To do =
Below are the records; pull every line that includes "belt".

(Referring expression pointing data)
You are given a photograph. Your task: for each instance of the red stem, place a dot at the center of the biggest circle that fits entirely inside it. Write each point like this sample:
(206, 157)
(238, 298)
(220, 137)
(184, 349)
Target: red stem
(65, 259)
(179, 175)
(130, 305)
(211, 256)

==

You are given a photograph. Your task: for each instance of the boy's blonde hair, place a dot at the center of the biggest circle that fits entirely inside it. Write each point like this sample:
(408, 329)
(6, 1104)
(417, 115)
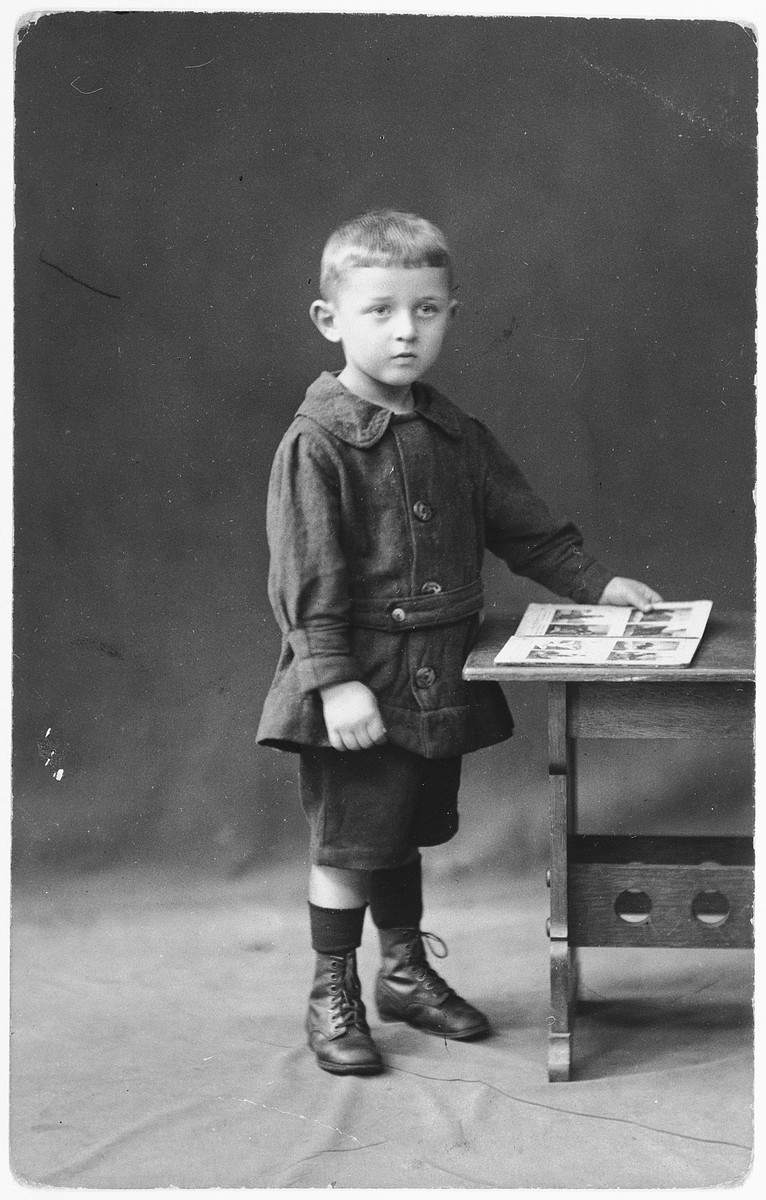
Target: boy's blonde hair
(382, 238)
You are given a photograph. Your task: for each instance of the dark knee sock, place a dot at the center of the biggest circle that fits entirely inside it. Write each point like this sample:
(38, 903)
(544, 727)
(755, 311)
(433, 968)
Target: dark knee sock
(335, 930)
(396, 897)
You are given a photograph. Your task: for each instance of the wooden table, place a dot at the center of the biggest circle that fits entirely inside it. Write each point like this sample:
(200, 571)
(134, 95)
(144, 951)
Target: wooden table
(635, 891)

* * *

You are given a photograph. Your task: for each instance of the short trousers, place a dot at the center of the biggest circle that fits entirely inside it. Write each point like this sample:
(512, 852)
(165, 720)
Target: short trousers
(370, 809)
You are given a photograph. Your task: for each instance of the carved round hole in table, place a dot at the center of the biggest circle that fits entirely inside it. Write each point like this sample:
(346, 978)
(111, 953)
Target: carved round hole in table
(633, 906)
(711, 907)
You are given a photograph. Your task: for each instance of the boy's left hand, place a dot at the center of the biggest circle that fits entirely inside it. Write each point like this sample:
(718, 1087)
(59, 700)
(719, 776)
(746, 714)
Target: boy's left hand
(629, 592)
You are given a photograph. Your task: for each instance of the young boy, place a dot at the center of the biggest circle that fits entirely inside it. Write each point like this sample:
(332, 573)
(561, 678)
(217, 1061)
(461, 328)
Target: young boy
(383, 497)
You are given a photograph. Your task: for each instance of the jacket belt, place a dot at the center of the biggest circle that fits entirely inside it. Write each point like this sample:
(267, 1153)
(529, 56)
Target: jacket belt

Answer section =
You are given a photograph. Your task: for each instance of the jacket belt, place a dot at the center of the biggest circle that fits entirely inside it. Write each point like this sample:
Target: jacket belt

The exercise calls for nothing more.